* DATASET CONTENT
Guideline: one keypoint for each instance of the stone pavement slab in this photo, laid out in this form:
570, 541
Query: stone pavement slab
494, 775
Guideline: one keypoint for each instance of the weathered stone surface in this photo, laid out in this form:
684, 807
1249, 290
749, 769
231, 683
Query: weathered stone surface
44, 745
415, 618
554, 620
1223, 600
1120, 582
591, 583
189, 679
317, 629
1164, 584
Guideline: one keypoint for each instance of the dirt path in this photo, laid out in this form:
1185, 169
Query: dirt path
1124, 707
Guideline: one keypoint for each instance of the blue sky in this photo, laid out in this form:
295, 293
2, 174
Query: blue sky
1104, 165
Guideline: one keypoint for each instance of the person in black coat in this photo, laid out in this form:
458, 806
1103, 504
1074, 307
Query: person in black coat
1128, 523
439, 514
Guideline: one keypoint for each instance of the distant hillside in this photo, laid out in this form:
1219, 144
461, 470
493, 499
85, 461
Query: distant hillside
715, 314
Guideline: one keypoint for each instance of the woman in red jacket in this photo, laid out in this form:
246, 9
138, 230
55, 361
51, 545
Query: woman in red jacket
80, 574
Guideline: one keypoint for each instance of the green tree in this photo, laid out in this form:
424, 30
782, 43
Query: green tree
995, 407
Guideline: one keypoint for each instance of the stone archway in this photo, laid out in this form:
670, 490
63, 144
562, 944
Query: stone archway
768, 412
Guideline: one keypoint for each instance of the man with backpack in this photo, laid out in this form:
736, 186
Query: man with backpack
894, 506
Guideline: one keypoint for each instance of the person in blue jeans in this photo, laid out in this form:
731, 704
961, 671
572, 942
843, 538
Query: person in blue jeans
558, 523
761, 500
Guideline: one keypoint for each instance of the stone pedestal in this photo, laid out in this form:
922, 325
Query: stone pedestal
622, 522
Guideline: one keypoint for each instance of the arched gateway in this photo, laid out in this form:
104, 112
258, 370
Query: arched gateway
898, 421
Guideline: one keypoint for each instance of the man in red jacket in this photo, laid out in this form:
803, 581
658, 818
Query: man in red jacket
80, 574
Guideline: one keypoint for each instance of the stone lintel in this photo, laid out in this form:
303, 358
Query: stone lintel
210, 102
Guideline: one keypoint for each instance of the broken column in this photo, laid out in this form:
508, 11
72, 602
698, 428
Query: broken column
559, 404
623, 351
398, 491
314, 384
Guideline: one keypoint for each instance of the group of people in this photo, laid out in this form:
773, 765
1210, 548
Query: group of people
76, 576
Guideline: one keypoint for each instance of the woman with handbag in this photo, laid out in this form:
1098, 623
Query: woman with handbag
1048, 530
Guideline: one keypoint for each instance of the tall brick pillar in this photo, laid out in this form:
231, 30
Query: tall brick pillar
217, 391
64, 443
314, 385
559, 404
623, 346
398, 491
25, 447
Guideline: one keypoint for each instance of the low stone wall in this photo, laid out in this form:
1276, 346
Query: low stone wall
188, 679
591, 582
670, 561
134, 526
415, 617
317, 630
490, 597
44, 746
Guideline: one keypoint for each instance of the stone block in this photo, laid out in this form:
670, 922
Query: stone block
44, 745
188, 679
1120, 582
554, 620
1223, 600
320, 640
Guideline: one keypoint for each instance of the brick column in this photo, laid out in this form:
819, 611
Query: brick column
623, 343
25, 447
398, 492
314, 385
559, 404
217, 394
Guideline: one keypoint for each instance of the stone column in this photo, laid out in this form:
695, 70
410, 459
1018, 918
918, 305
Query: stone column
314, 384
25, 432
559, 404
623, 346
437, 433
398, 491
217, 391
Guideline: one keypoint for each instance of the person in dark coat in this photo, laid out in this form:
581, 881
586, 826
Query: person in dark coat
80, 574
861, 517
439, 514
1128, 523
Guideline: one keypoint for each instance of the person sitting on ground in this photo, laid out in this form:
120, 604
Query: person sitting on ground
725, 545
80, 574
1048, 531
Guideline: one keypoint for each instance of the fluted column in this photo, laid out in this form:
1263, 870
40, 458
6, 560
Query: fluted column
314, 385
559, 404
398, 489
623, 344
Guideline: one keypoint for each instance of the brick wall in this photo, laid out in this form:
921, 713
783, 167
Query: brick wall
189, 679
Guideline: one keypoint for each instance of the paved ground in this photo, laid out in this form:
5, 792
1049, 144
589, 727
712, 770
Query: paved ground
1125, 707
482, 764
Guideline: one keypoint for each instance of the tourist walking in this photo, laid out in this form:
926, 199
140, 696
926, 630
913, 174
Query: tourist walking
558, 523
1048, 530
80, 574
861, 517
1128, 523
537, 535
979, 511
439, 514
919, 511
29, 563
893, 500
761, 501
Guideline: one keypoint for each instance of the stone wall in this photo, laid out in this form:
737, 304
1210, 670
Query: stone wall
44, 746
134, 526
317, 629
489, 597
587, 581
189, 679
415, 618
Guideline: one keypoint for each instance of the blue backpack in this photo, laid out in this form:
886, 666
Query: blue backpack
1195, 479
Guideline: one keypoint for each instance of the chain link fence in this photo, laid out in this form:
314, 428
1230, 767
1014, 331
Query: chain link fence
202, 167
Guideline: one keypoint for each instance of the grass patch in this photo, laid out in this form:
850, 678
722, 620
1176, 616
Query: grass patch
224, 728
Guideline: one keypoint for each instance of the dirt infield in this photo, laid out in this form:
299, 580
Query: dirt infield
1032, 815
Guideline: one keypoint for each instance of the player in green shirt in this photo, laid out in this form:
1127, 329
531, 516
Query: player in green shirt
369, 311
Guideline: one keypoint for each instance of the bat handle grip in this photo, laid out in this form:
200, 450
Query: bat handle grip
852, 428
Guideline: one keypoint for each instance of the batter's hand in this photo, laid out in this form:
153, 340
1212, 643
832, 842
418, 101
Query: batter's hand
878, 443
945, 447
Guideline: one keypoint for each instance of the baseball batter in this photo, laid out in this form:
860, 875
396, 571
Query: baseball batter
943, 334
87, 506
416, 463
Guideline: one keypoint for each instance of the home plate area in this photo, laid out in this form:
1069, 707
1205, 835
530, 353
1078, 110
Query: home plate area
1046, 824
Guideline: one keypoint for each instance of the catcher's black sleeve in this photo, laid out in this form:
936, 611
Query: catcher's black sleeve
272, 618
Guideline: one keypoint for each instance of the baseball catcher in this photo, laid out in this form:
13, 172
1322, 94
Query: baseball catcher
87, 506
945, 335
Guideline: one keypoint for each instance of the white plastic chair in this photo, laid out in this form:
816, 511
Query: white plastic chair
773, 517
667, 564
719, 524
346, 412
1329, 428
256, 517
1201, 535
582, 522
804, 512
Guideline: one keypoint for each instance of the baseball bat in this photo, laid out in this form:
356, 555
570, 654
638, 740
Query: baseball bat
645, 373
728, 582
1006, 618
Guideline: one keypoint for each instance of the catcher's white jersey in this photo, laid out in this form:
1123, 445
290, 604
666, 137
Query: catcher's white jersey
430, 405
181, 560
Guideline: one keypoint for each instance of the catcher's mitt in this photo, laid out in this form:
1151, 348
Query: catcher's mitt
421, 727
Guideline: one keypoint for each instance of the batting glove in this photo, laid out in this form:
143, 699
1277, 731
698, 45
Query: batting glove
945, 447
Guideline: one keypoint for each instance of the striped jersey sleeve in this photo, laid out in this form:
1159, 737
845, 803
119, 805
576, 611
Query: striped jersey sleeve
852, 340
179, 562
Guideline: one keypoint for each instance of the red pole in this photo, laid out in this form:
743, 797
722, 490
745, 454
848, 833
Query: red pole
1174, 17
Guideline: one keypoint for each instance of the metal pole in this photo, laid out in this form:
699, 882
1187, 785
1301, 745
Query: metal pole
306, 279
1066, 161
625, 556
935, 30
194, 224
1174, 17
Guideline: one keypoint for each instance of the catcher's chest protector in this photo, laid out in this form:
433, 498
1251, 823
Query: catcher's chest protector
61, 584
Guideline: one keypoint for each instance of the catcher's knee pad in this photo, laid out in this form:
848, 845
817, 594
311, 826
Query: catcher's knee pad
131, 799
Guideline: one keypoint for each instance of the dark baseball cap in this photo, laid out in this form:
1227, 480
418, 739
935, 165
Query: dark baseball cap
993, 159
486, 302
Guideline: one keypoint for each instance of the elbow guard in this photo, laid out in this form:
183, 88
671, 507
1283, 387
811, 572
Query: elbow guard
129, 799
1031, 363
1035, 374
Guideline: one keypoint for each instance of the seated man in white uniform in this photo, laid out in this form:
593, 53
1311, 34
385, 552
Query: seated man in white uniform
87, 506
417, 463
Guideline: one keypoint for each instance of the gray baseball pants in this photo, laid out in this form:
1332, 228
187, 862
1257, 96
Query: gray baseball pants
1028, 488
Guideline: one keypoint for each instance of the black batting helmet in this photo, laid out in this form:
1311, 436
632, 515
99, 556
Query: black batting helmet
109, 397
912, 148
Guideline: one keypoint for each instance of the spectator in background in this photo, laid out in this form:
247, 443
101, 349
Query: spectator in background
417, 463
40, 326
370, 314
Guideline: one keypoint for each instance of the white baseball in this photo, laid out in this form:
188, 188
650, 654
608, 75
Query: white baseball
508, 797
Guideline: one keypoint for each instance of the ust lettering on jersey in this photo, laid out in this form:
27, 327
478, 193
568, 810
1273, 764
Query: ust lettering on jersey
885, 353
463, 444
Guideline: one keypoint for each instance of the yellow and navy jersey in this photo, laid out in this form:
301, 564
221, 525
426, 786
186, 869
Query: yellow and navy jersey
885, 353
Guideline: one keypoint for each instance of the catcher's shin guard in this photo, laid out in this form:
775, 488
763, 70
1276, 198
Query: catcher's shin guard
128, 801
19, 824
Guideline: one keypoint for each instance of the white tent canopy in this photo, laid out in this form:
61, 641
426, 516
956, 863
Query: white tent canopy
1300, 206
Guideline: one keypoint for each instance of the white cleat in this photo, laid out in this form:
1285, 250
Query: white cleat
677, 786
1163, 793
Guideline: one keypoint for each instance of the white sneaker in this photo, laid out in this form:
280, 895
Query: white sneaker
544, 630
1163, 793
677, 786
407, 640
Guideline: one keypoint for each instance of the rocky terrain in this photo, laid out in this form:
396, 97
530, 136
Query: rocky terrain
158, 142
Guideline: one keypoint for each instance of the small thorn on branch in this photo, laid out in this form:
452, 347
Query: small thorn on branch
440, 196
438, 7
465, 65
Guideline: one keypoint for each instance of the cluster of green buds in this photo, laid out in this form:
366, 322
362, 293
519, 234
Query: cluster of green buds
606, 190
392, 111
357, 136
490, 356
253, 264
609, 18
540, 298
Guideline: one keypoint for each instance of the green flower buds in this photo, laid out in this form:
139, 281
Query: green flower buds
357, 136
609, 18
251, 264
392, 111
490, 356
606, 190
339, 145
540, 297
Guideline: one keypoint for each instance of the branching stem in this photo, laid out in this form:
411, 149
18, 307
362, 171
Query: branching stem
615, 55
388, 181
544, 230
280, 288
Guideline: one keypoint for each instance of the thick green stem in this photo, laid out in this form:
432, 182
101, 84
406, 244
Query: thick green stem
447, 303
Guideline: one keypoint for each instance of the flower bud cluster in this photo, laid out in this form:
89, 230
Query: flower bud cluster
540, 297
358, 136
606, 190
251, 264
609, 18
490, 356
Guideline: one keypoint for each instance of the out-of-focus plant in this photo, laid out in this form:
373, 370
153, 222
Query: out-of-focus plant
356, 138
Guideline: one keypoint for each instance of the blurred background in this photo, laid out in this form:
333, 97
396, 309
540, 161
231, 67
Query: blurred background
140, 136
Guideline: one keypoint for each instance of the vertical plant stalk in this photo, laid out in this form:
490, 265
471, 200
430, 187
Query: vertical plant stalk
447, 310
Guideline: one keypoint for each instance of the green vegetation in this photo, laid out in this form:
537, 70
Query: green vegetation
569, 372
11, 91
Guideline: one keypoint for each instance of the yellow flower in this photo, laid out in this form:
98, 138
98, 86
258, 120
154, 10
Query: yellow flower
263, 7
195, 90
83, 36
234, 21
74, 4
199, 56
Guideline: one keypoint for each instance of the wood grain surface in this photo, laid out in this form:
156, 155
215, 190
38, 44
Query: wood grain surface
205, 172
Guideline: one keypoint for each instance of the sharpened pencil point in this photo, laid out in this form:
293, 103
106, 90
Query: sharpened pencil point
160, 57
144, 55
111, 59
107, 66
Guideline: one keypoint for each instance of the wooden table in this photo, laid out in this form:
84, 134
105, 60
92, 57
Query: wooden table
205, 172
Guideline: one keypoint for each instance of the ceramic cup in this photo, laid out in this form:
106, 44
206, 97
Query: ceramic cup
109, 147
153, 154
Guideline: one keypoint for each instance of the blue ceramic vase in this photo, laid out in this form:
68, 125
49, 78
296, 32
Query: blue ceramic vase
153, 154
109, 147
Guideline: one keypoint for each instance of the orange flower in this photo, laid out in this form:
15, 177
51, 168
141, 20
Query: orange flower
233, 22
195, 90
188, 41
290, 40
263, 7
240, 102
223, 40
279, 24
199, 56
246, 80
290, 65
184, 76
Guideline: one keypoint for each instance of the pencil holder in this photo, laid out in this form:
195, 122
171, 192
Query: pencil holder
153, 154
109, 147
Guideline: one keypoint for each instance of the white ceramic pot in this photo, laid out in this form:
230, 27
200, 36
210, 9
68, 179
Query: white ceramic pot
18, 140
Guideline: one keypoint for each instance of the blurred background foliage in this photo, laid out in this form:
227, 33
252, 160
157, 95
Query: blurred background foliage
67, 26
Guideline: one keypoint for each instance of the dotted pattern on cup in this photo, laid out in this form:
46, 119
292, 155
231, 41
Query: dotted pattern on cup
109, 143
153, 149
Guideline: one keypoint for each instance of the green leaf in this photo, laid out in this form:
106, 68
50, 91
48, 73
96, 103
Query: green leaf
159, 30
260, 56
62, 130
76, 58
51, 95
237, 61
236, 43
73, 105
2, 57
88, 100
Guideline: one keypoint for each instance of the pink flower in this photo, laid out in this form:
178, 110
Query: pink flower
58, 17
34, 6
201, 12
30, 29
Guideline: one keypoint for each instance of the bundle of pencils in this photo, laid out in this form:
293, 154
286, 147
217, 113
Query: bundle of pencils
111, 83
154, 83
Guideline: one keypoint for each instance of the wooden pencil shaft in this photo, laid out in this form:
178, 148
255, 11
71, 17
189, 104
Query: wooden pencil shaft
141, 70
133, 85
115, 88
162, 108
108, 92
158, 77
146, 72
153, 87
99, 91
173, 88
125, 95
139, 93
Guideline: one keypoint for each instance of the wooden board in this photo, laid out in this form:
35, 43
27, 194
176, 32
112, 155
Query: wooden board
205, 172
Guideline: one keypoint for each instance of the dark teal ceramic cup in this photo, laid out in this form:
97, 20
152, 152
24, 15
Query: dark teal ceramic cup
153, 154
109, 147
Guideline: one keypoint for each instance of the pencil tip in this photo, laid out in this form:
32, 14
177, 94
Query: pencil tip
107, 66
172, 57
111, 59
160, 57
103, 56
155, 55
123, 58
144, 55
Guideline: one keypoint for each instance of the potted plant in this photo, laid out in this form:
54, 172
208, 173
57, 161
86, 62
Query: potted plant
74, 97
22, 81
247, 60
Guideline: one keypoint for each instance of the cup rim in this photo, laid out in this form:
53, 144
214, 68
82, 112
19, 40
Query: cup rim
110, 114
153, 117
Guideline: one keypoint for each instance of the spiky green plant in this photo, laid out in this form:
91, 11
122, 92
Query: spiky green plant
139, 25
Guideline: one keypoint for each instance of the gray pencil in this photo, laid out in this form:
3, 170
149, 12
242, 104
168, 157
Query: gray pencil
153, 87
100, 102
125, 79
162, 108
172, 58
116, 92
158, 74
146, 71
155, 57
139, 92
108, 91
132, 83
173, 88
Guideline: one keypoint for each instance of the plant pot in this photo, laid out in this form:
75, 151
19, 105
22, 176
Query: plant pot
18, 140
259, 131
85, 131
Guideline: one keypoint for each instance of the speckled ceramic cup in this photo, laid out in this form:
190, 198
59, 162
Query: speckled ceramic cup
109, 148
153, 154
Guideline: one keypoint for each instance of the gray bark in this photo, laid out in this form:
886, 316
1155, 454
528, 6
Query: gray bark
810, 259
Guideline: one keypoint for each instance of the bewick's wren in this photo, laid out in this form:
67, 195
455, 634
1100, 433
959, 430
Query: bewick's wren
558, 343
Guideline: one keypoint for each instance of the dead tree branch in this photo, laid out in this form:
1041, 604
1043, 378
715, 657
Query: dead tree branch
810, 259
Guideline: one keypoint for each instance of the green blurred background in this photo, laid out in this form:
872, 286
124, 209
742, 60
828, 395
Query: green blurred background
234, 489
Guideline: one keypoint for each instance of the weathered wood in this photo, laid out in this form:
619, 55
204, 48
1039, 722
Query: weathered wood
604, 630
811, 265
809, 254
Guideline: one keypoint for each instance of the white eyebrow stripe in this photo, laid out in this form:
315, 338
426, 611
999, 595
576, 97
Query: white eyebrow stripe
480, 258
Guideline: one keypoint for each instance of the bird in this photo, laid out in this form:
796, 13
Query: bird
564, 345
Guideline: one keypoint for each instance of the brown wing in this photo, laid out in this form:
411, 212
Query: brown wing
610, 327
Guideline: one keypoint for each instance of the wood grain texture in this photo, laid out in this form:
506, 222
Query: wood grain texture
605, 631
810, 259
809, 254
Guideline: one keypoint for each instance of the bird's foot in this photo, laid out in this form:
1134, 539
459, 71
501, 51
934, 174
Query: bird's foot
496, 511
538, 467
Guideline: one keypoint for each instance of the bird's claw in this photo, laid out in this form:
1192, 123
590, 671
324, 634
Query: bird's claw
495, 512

* EXERCISE
Retype only the lines running from the line with "Guideline: one keypoint for each instance of the weathered wood" to the end of the listing, including both of those lines.

* TASK ANSWER
Guideline: one keypoint for each instance of the weathered wood in this photo, laid out in this form:
619, 55
204, 48
1039, 722
Query: weathered wood
604, 630
811, 265
809, 254
Guideline: one keypoint for each instance of the white eyebrow stripe in this photo, laid out in this form:
315, 338
426, 611
999, 595
576, 97
Query: white eyebrow stripe
480, 258
Guideline: one keypoint for each instance of the bird in this photo, laid out in this form:
796, 13
Query: bird
564, 345
Guideline: one keypoint for each instance of the brown wing in this photo, laid out in this form:
411, 212
Query: brown wing
610, 327
Guideline: one keypoint for each instance of the wood grain texture in this photo, laid out in this form:
506, 222
Query: wood grain texture
605, 631
810, 259
809, 254
Guideline: one keypoint for each instance of the bird's foot in this photo, laid out in this form:
1134, 539
459, 71
501, 51
934, 174
Query: bird's foot
496, 511
538, 467
Guideline: one keypoint for each instance of the bird's claw in this photo, laid out in this form:
1192, 123
590, 671
324, 634
Query: bird's claw
495, 512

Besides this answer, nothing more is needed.